Task description: Recast the part of the records that opens with the line containing "Mask each <instance>" and closes with the line containing "box: [441, 180, 521, 277]" as a Markdown table with the columns Row and Line. Give each non-blank line its own numbered row.

Input:

• • • • •

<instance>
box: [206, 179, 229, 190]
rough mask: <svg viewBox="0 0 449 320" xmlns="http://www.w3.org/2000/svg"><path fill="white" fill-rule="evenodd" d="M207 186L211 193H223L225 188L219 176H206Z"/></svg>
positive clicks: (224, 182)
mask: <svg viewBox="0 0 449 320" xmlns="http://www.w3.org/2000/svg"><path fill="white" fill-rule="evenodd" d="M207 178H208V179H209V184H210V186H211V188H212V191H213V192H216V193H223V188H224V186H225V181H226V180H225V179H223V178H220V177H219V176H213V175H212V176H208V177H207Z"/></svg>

• • • • •

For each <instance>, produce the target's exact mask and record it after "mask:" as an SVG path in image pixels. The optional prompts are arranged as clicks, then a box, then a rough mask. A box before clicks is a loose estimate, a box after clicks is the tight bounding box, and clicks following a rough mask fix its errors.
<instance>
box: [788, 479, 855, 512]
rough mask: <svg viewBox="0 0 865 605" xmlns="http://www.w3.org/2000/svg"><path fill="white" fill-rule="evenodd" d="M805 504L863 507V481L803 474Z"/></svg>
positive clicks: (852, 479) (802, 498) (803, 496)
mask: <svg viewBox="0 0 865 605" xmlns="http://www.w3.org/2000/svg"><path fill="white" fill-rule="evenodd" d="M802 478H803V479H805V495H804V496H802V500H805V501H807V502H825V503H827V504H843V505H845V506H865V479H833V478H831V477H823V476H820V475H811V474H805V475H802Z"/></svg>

• • • • •

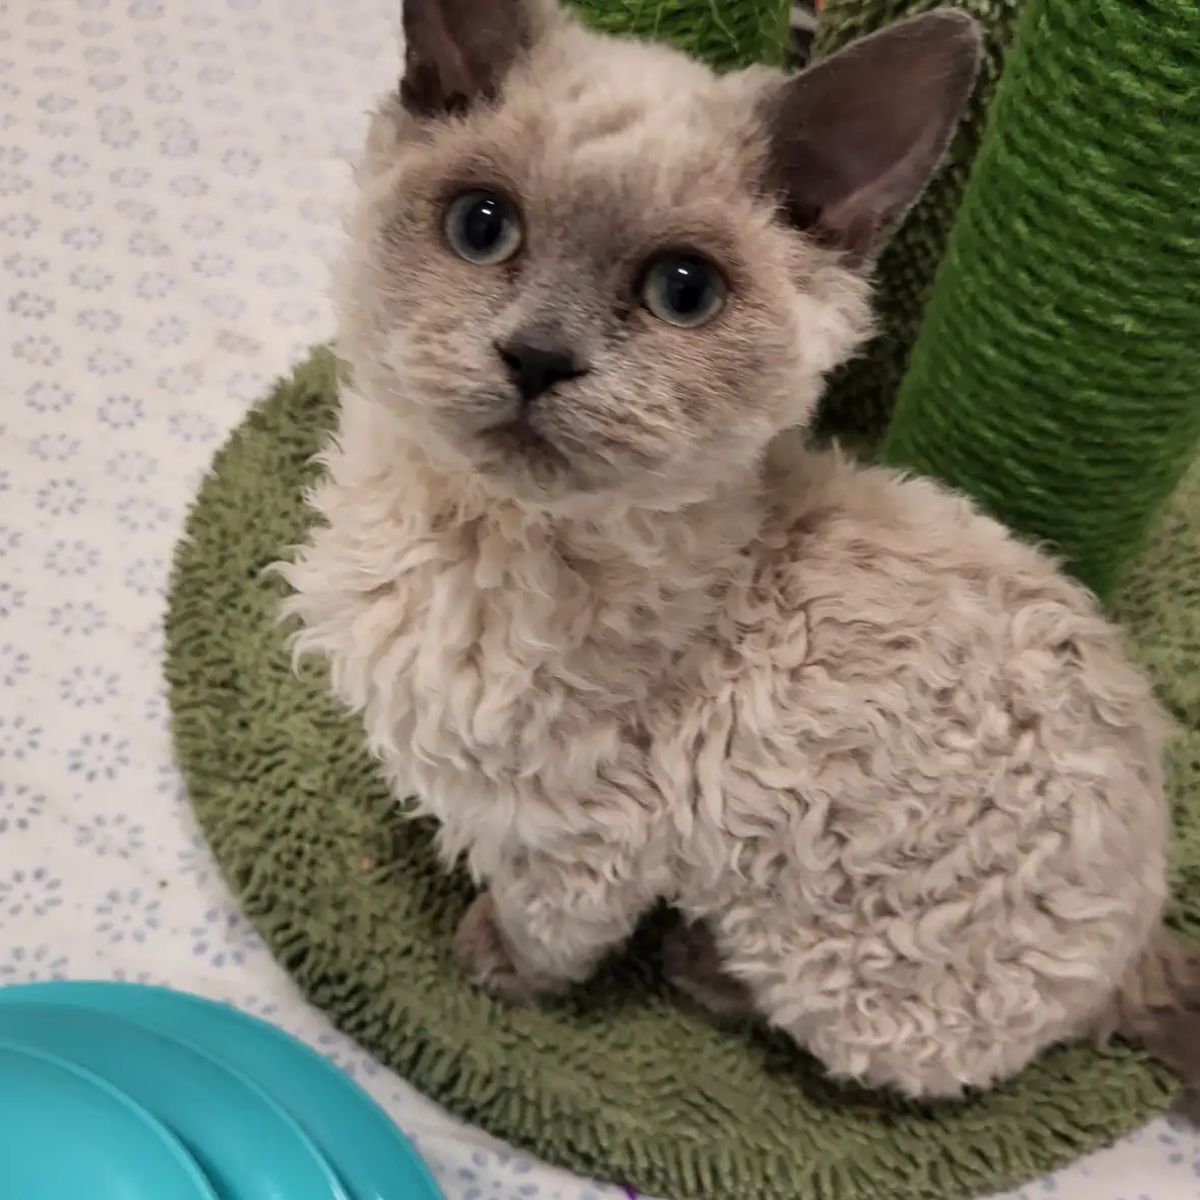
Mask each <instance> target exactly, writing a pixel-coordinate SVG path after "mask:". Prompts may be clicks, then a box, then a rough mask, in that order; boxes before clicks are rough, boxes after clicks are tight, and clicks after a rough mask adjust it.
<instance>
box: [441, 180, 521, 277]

• • • • •

Answer below:
| Row | Line |
|---|---|
| 1 | Mask each <instance> target exactly, writing a pixel-coordinate SVG path after "mask:". Prompts may be clicks, then a box, then a rough mask, in that order; boxes before clicks are rough, boxes after clicks are tight, and clicks after a rough mask adjust it. |
| 2 | <instance> |
| 3 | box: [441, 180, 521, 277] |